[start Material supplied]

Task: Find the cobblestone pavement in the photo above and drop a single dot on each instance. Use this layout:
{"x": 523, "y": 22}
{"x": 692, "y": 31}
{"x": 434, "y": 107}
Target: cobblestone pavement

[end Material supplied]

Please reproduce all of the lines above verbatim, leaving every character unchanged.

_Response for this exercise:_
Task: Find the cobblestone pavement in the photo above and drop a single dot on each instance. Use this layout:
{"x": 523, "y": 22}
{"x": 692, "y": 31}
{"x": 434, "y": 107}
Target: cobblestone pavement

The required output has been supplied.